The ideal situation would be for all of us to use naturopathic doctors as our primary caregivers. But given the lack of ND licensing laws in most states, it’s just not possible.

If you’re in a state where you can access qualified naturopathic care, do it. And even if your state doesn’t license NDs, you may still be able to find a degreed naturopathic doctor who practices under a license issued by another state (though their scope of practice would be limited).

If your only option is to see a traditional naturopath — one who lacks all the fancy credentials — it’s essential you ask for qualifications and references. You don’t want to end up being treated by someone who got his or her degree from a three-month Internet course.

Are MD’s good for anything?

The answer is yes. Conventional, establishment MD’s are good for some things and I still go to mine from time to time. The last visit was two or three years ago. (He’s a good man — I’ll have more to say about our strange relationship in a future issue.)

* _REQUIRED ACTION 1_: Duplicate the portion of the naturopathic care passage starting at "The ideal situation" and ending at "just not possible.".
* _REQUIRED ACTION 2_: According to the naturopathic care passage, how long ago was the writer's last visit to a conventional MD?

* _PROVIDED INFORMATION_:

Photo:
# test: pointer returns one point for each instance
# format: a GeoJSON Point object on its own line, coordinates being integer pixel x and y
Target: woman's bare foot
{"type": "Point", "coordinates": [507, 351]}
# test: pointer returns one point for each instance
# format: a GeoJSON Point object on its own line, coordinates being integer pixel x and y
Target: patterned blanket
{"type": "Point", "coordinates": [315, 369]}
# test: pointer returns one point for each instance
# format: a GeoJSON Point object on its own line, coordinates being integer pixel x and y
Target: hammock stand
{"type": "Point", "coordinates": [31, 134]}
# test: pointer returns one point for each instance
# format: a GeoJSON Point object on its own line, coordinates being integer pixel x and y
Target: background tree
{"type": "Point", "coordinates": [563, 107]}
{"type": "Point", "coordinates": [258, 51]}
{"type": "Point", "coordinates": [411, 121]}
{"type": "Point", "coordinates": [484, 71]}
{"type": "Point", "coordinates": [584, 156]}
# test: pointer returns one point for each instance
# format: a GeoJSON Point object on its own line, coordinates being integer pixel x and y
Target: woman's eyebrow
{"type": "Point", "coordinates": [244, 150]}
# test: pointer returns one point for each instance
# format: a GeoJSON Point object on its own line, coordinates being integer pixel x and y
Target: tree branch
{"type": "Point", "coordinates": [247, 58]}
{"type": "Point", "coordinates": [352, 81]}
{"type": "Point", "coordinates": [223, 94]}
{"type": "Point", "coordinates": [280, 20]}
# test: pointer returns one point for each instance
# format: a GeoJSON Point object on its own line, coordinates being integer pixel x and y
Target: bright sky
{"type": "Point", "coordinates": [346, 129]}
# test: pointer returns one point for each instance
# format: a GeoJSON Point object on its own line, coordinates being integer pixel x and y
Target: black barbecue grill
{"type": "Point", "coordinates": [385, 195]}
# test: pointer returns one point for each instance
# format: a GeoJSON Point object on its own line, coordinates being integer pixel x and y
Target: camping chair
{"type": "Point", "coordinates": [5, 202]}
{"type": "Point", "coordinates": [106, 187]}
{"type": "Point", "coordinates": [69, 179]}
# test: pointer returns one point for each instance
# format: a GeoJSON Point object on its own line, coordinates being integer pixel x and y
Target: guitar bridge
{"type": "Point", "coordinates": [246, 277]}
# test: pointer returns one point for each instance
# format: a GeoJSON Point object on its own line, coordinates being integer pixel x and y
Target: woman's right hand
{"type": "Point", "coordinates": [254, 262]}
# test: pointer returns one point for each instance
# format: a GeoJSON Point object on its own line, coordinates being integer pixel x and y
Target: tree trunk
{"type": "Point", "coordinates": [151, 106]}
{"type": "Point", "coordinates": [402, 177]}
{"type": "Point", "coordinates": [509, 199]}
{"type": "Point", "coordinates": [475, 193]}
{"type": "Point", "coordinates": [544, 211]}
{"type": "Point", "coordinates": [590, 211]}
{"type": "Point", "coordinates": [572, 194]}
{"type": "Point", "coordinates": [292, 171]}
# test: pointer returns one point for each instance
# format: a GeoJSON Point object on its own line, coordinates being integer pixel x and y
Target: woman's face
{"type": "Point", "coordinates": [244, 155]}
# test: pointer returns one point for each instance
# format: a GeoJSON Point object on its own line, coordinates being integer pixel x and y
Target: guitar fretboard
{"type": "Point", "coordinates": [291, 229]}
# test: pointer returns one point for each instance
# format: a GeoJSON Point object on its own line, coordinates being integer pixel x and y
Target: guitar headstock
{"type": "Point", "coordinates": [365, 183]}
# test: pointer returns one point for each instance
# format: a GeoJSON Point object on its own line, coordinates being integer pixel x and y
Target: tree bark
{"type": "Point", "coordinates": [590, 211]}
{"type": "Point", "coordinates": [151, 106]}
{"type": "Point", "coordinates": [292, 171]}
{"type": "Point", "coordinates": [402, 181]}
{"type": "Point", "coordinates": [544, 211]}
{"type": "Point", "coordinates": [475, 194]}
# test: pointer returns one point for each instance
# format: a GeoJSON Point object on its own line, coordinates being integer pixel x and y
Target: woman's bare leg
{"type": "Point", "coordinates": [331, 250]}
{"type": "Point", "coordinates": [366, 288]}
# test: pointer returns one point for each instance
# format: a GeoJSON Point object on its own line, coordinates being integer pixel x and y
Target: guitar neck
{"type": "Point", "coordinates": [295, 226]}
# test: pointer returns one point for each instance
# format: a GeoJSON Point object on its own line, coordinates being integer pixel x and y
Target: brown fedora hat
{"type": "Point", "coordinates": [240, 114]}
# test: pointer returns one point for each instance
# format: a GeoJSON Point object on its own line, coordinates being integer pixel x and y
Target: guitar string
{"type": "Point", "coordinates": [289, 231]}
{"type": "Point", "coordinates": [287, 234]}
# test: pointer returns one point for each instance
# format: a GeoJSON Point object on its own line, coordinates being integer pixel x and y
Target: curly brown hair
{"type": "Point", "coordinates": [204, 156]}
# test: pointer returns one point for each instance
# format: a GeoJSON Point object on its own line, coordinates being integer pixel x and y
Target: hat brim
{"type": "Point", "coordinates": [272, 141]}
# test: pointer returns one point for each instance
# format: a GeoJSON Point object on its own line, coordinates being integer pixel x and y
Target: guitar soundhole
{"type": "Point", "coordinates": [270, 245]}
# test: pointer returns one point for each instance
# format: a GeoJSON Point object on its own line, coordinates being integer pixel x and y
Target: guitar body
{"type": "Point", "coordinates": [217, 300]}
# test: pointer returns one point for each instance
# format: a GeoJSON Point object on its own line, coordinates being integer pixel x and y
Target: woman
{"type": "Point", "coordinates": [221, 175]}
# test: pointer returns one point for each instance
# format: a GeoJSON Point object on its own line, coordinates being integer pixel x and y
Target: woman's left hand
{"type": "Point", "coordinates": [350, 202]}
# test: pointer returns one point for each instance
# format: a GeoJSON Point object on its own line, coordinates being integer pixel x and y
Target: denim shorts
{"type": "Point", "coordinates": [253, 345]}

* _YOUR RESPONSE 1_:
The ideal situation would be for all of us to use naturopathic doctors as our primary caregivers. But given the lack of ND licensing laws in most states, it’s just not possible.

* _YOUR RESPONSE 2_: Two or three years ago.